Stored dataset listing:
☆ ☆ ☆ ☆ ☆

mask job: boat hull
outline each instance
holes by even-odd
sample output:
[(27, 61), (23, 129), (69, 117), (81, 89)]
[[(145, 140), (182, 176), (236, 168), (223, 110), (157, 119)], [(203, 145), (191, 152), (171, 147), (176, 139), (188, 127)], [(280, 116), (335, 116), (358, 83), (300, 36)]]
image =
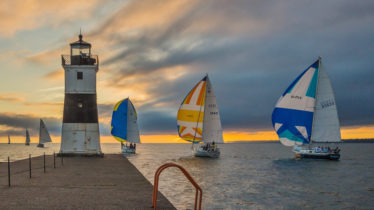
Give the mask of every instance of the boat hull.
[(195, 151), (195, 157), (209, 157), (209, 158), (218, 158), (220, 156), (221, 152), (219, 148), (216, 148), (214, 151), (213, 150), (204, 150), (201, 147), (198, 148)]
[(293, 150), (296, 158), (339, 160), (339, 151), (318, 151), (316, 148), (295, 148)]
[(135, 154), (136, 149), (130, 147), (122, 147), (122, 154)]

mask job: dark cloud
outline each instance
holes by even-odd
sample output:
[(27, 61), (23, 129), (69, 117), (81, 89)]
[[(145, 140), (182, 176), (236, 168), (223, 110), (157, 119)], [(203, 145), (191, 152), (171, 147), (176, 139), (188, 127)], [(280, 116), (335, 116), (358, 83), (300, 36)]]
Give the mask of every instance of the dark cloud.
[[(91, 35), (103, 42), (110, 37), (118, 52), (102, 65), (118, 69), (111, 81), (139, 76), (113, 86), (153, 81), (152, 100), (137, 107), (143, 133), (175, 131), (181, 100), (205, 73), (224, 128), (271, 129), (279, 96), (318, 56), (331, 77), (341, 125), (357, 126), (374, 124), (373, 11), (373, 1), (201, 1), (129, 36), (126, 25), (114, 30), (131, 12), (125, 6)], [(175, 66), (189, 73), (160, 76)], [(106, 117), (111, 109), (99, 106)]]

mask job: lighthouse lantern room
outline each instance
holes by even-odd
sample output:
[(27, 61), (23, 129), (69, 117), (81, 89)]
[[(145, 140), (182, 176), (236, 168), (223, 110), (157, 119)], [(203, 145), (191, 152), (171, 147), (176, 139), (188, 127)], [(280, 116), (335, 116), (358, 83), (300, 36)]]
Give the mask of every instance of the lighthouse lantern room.
[(70, 44), (70, 55), (62, 55), (65, 71), (65, 101), (60, 154), (102, 155), (96, 100), (99, 58), (91, 55), (91, 44), (79, 40)]

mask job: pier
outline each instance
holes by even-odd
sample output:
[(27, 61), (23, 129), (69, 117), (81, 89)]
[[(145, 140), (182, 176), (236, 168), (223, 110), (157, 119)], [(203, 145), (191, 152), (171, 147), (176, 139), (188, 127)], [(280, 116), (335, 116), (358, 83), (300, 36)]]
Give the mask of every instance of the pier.
[[(43, 156), (0, 163), (0, 209), (151, 209), (152, 184), (122, 155), (103, 158)], [(158, 209), (175, 209), (161, 194)]]

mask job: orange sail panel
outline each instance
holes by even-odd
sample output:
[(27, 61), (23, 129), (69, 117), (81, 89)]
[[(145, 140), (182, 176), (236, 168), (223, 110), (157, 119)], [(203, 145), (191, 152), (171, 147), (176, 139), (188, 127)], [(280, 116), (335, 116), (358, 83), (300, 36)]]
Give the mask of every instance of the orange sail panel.
[(188, 93), (178, 110), (178, 134), (186, 141), (202, 140), (205, 95), (206, 77)]

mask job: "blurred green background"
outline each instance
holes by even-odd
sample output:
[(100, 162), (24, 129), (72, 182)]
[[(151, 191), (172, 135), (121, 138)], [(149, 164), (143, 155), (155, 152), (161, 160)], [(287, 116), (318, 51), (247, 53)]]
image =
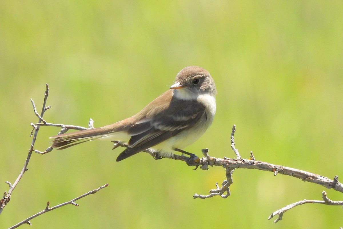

☆ ☆ ☆ ☆ ☆

Please put the stretch of the listing from its start through the line containing "44), (79, 40)]" into a numbered list, omitting blank lines and leaving out the pictures.

1. mask job: boat hull
2. outline each instance
3. holes by even-odd
4. sample output:
5. [(27, 61), (23, 129), (69, 117), (81, 89)]
6. [[(145, 140), (182, 176), (236, 168), (223, 110), (157, 119)], [(203, 145), (191, 152), (171, 147), (176, 139), (188, 127)], [(280, 116), (335, 116), (358, 83), (300, 36)]]
7. image =
8. Give the mask of every instance of the boat hull.
9. [(195, 151), (195, 157), (209, 157), (209, 158), (218, 158), (220, 156), (221, 152), (219, 148), (216, 148), (214, 151), (213, 150), (204, 150), (201, 147), (198, 148)]
10. [(293, 150), (296, 158), (339, 160), (339, 151), (318, 151), (316, 148), (295, 148)]
11. [(135, 154), (136, 149), (130, 147), (122, 147), (122, 154)]
12. mask job: dark cloud
13. outline each instance
14. holes by even-odd
15. sample output:
16. [(27, 61), (23, 129), (69, 117), (81, 89)]
17. [[(145, 140), (182, 176), (236, 168), (223, 110), (157, 119)], [(203, 145), (191, 152), (171, 147), (176, 139), (188, 127)], [(280, 116), (335, 116), (358, 83), (300, 36)]]
18. Give the mask of every instance of the dark cloud.
19. [[(91, 35), (103, 42), (110, 37), (118, 52), (102, 65), (118, 69), (111, 81), (139, 76), (113, 86), (153, 81), (152, 100), (137, 107), (143, 133), (175, 131), (181, 100), (205, 73), (224, 128), (271, 129), (279, 96), (318, 56), (331, 77), (341, 125), (357, 126), (374, 124), (373, 11), (373, 1), (201, 1), (129, 36), (126, 25), (114, 30), (131, 12), (125, 6)], [(175, 66), (189, 73), (160, 76)], [(106, 117), (111, 109), (99, 106)]]
20. mask job: lighthouse lantern room
21. outline each instance
22. holes by even-odd
23. sample output:
24. [(27, 61), (23, 129), (69, 117), (81, 89)]
25. [[(145, 140), (182, 176), (236, 168), (223, 110), (157, 119)], [(203, 145), (191, 152), (171, 147), (176, 139), (188, 127)], [(280, 116), (335, 116), (358, 83), (300, 36)]]
26. Give the mask of every instance of the lighthouse lantern room.
27. [(70, 44), (70, 55), (62, 55), (65, 71), (65, 101), (60, 154), (102, 155), (96, 100), (99, 58), (91, 55), (91, 44), (79, 40)]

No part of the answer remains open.